(Object location annotation data)
---

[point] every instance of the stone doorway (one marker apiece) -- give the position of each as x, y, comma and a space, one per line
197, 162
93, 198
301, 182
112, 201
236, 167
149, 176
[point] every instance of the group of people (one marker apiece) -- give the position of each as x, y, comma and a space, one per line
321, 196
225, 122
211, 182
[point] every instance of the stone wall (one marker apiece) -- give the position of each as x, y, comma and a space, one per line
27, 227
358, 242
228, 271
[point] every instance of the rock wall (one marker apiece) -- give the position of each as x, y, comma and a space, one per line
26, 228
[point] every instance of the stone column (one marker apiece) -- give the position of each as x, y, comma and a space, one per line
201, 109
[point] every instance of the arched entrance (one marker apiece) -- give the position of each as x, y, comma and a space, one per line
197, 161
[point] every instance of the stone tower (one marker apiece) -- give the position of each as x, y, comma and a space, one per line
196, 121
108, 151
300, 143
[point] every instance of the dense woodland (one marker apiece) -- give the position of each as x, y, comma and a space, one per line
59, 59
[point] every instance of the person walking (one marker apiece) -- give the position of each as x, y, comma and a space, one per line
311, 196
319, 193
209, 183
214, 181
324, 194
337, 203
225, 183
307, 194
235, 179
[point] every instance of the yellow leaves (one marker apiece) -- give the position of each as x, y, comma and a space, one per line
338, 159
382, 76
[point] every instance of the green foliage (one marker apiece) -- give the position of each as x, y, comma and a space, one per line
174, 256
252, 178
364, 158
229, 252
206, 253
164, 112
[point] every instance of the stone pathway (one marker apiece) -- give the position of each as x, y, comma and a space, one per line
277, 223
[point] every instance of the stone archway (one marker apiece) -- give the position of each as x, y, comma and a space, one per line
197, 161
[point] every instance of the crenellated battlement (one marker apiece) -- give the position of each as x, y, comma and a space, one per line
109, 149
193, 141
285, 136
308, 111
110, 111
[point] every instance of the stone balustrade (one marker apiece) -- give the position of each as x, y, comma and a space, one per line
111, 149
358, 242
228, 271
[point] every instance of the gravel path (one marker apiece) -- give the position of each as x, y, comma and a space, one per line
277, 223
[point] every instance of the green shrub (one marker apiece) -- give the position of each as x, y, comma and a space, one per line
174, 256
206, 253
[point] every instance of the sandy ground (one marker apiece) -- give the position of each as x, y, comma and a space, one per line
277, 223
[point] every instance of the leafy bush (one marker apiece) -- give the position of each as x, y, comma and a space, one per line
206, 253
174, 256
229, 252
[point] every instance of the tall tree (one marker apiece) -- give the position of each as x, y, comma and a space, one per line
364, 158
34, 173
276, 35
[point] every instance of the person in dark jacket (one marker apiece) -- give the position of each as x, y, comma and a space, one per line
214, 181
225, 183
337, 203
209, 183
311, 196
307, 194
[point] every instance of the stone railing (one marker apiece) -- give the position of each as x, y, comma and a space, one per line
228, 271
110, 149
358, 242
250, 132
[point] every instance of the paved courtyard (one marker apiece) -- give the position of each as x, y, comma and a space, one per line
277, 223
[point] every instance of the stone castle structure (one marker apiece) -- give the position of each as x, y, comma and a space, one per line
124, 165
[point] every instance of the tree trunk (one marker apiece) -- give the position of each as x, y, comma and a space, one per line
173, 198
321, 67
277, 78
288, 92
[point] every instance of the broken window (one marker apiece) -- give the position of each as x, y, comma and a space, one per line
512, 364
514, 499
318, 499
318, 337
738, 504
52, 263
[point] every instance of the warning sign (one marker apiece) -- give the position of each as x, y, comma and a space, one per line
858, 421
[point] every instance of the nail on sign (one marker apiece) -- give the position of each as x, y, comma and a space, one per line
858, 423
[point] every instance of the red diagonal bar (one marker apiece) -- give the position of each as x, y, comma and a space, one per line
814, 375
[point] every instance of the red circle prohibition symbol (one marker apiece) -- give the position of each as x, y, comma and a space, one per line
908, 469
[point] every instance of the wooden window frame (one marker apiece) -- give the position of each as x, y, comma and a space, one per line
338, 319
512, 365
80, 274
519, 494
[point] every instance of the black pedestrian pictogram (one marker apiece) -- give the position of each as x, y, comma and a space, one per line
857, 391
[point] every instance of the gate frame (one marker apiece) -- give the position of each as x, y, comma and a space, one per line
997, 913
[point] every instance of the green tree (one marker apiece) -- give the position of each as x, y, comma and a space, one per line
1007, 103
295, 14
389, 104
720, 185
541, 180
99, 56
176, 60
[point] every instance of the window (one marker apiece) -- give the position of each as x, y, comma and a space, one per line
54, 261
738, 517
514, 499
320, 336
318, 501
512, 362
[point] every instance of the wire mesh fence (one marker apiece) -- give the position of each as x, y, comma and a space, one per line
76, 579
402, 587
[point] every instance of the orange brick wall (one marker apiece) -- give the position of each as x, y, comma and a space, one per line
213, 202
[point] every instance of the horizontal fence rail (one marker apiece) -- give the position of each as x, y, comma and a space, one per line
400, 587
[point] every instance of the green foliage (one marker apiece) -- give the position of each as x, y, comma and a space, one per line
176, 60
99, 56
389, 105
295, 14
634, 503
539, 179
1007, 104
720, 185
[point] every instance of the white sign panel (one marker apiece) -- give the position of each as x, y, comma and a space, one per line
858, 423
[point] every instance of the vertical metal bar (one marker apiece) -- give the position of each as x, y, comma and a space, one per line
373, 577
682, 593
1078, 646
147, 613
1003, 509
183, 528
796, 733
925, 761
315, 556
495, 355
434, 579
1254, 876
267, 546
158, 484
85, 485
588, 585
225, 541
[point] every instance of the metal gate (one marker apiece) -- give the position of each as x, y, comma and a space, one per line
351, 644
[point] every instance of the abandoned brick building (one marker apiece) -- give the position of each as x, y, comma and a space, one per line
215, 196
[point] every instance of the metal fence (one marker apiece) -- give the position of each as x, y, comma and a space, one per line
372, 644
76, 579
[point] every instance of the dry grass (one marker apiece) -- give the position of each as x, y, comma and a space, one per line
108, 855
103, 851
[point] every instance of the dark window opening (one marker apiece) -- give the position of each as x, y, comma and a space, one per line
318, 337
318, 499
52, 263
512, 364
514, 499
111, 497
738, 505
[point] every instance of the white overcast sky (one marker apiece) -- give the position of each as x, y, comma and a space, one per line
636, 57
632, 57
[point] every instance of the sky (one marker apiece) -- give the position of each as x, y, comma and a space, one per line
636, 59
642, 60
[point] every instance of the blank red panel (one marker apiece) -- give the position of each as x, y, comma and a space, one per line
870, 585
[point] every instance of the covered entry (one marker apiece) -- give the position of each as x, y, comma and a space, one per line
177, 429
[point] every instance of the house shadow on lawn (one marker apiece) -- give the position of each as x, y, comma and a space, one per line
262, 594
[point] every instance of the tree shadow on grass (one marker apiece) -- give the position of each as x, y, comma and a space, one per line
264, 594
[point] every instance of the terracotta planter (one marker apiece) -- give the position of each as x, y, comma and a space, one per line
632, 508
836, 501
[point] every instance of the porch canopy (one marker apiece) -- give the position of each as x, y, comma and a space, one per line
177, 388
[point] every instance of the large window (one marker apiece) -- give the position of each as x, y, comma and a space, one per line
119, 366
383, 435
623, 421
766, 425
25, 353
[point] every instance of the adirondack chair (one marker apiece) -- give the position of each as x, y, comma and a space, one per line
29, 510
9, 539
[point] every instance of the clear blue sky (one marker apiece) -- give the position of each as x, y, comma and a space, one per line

---

◆ REQUIRED TASK ◆
All lines from the one with "[point] every instance of the porch" through the final line above are to be quoted exactly; quote no other line.

◆ FINAL RESULT ◆
[point] every instance of the porch canopy (one marker apiece) -- give the position of each as x, y, comma and a space, one per line
177, 388
[point] every instance of the large window (one marker apiece) -- give the position of each as x, y, comma and a space, one per line
119, 366
383, 435
623, 421
766, 425
25, 353
[point] every instance of the adirondack chair (one marker apiece) -- give the position of each as x, y, comma and a space, one per line
29, 510
9, 539
[point] every instance of the clear blue sky (one marker apiece) -- give the position of each as x, y, comma and a space, one per line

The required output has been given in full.